**Instruction:** Repeat, exactly and in full, the lines of the listing below, but without any pictures.

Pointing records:
-------------------------

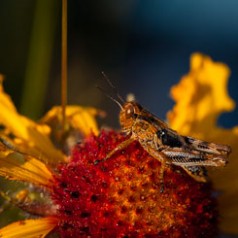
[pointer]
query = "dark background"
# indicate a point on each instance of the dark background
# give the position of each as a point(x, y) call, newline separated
point(143, 47)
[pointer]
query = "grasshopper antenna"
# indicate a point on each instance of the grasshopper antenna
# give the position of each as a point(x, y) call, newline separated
point(113, 88)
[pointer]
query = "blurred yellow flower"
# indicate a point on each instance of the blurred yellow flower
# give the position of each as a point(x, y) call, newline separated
point(200, 97)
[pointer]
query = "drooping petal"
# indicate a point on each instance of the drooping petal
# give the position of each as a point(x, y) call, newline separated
point(31, 228)
point(200, 97)
point(16, 166)
point(31, 137)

-------------------------

**Result for this task:**
[pointer]
query = "dark background"
# indicate a point on each instance of the dark background
# give the position of each as a point(x, y) call, newline separated
point(143, 47)
[pointer]
query = "grasshopper antenna"
# indicate a point on each instance of the grasshopper antenna
# give the position of each as a point(x, y) call, newline separated
point(113, 88)
[pointer]
query = "blurred yellow flower"
# indicate a point on each instance of the blurred yellow flower
# give the position of each as a point(x, y) call, newline separated
point(200, 97)
[pointer]
query = "drooping petal"
# indicate a point on each instance of the drooping petal
# give the position of each as a point(x, y) call, newline separated
point(31, 228)
point(200, 97)
point(16, 166)
point(31, 137)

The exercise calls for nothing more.